__INPUT FOR THIS TASK__.
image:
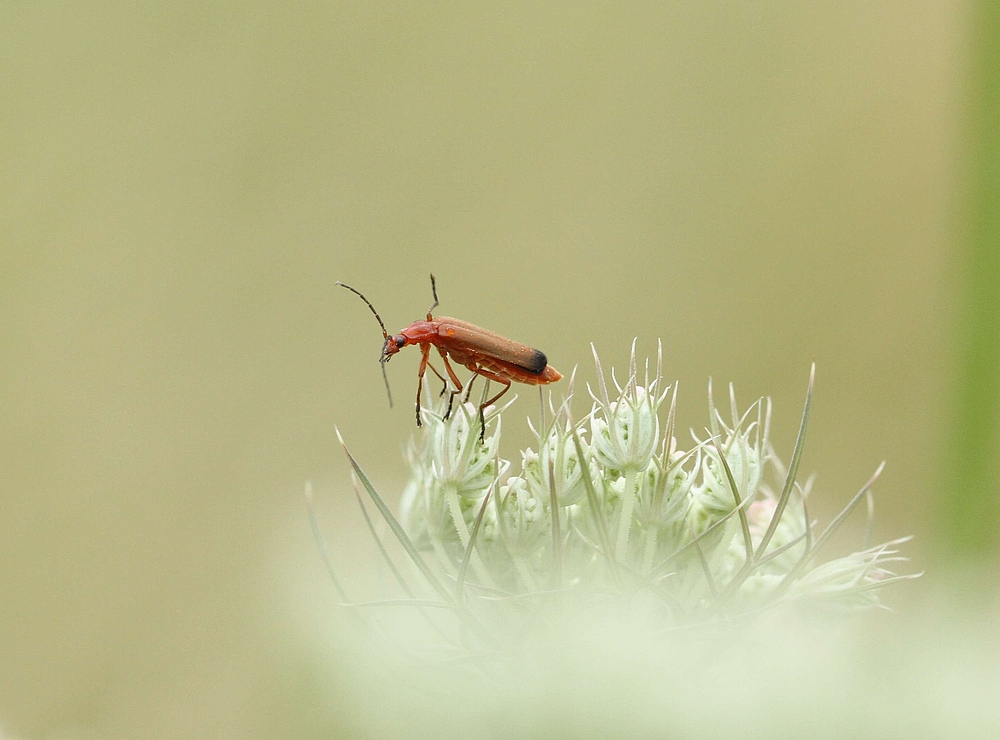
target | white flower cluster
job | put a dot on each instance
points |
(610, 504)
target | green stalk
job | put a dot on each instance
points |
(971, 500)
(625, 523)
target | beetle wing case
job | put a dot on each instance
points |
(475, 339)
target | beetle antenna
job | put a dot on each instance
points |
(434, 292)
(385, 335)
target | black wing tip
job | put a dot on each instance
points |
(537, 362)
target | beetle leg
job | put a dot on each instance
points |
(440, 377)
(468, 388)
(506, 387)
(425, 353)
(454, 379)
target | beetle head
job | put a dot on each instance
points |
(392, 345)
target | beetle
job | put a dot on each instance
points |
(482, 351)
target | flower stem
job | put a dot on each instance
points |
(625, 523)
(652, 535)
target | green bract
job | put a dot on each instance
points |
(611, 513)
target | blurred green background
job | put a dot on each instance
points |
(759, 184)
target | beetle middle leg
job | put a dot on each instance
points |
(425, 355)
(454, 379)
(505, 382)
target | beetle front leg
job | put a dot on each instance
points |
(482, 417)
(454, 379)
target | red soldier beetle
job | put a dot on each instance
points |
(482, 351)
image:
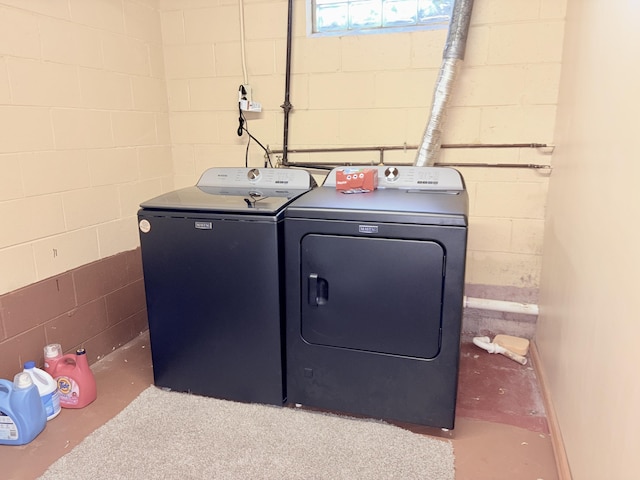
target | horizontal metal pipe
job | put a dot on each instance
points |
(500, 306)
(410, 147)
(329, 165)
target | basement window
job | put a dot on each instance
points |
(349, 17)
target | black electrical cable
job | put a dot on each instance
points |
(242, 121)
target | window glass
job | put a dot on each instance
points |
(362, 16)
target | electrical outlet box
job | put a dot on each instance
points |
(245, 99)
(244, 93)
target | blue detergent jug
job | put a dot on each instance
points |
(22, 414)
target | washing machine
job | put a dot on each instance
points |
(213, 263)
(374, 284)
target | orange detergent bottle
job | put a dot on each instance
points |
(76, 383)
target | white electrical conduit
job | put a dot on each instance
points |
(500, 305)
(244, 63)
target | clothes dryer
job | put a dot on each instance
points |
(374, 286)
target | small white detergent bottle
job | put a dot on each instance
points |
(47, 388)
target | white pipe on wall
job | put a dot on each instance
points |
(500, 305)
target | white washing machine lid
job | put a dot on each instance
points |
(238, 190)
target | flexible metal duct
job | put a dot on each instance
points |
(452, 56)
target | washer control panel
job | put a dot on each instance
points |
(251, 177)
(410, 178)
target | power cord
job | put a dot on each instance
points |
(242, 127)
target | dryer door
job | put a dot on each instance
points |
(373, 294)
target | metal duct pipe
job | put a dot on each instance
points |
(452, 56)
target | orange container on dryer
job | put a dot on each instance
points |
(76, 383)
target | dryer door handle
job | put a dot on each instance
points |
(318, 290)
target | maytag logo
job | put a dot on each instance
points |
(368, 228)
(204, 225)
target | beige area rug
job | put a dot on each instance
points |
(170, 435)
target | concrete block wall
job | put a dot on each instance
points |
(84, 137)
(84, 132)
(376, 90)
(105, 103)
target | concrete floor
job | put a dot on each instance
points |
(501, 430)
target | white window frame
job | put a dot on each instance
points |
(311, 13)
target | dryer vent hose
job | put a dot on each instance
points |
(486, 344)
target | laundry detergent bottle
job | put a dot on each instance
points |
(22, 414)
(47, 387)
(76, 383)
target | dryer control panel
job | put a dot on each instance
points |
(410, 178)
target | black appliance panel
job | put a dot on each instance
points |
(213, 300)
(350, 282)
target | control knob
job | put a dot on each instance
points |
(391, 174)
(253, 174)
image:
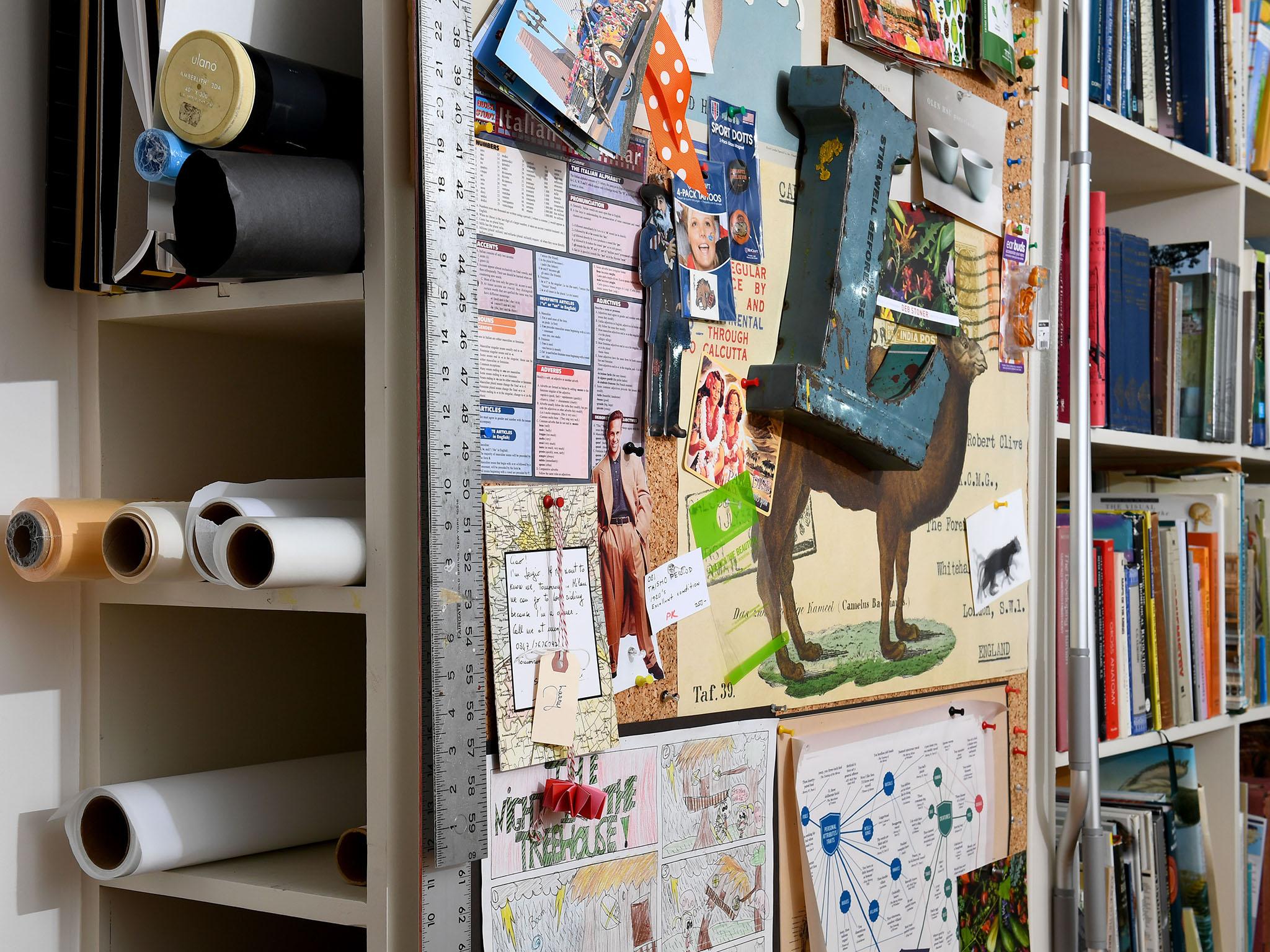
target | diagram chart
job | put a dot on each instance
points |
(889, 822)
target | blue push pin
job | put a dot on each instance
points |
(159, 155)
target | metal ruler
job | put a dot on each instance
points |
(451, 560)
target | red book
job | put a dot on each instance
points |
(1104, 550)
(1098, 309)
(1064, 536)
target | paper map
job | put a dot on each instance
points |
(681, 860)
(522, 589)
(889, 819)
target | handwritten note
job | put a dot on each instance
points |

__WHAT IS REQUIRED__. Repeat the data word for word. Images are not part of the copy.

__ANSWER FOR THE TASK__.
image:
target | white flower cluster
job | put a dot on each instance
points |
(610, 504)
target | green stalk
job | put a dot on each instance
points |
(971, 500)
(625, 523)
target | beetle wing case
job | put a dot on each instance
points |
(475, 339)
target | beetle antenna
job | put a dot on each instance
points |
(434, 292)
(385, 335)
target | black wing tip
job | put a dot on each instance
points |
(537, 362)
target | beetle leg
job | put a dot on each instance
points |
(440, 377)
(468, 388)
(506, 387)
(425, 353)
(454, 379)
target | beetle head
job | put a dot on each instance
points |
(392, 345)
target | beetle
job | put a dot on each instance
points |
(482, 351)
target | flower stem
job | put a dot on each instance
points |
(625, 523)
(652, 535)
target | green bract
job | put a dot on each instance
points |
(611, 513)
target | blurred green background
job | put a dot on each instance
points |
(759, 184)
target | beetle middle leg
job | put a dot on each instance
points |
(425, 355)
(454, 379)
(505, 382)
target | beetle front leg
job | put a dot on each instance
points |
(482, 417)
(454, 379)
target | red soldier beetle
job | put a dot on each instance
points |
(482, 351)
image:
target | horizontal metal pipe
job | put a dot on each instance
points |
(500, 306)
(410, 147)
(329, 165)
target | basement window
job | put a dot on each instance
points |
(349, 17)
target | black electrical cable
job | put a dot on each instance
points |
(242, 121)
target | window glass
job | put a dot on each instance
points |
(362, 16)
target | electrical outlet box
job | put a dot on each instance
points |
(245, 99)
(244, 93)
target | blue detergent jug
job | put a dot on each instance
points |
(22, 414)
target | washing machine
job | put a dot on each instance
points |
(213, 263)
(374, 284)
target | orange detergent bottle
job | put a dot on each instance
points |
(76, 383)
target | white electrical conduit
job | put a dot on each instance
points |
(500, 305)
(244, 63)
target | clothes dryer
job | put a dot on each instance
points |
(374, 286)
target | small white detergent bottle
job | put a dot on each instance
points |
(47, 388)
target | white pipe on wall
job | put a dot on each instance
points |
(500, 305)
target | white washing machine lid
job | put a dot on each instance
points |
(238, 190)
target | flexible metal duct
job | put a dot on each instance
points |
(452, 56)
target | washer control panel
job | put a dot on each instance
points |
(251, 177)
(410, 178)
target | power cord
job | put a dot on each instance
points |
(242, 127)
target | dryer door
job | put a dot on each instance
points |
(373, 294)
target | metal duct pipe
job | put a dot on each instance
points |
(452, 56)
target | orange container on dryer
job | put a dot on each instance
points |
(76, 383)
target | dryer door handle
job | put a dot on each instance
points |
(318, 290)
target | maytag logo
job | put a dot on each instance
points |
(368, 228)
(204, 225)
target | beige area rug
job | put a dot on each instance
points |
(170, 435)
target | concrete block wall
job | put a dot on each instance
points |
(84, 137)
(84, 132)
(376, 90)
(105, 103)
target | concrete floor
job | put a dot on each instance
points |
(501, 430)
target | white window frame
job | put a dot on each instance
points |
(311, 13)
target | dryer vent hose
job | put a dot on each instance
points |
(486, 344)
target | laundry detergent bottle
job | put a dot on each instance
points |
(22, 414)
(47, 387)
(76, 383)
target | dryer control panel
job | put a dot on each instance
points |
(410, 178)
target | black appliance panel
job | put a dot on each instance
points |
(213, 300)
(350, 282)
target | control knob
job | put a dot on each instance
points |
(391, 174)
(253, 174)
image:
target | diagram chart
job | put a dot on each instance
points |
(889, 822)
target | blue push pin
job | put a dot on each instance
points |
(159, 155)
target | metal ruler
job | put a dot on each instance
points |
(451, 560)
target | red book
job | put a dot on each instance
points |
(1104, 550)
(1098, 309)
(1064, 536)
target | paper map
job | put a dot on each instance
points |
(681, 860)
(522, 589)
(889, 819)
target | handwritten note
job | put a dot on each instance
points |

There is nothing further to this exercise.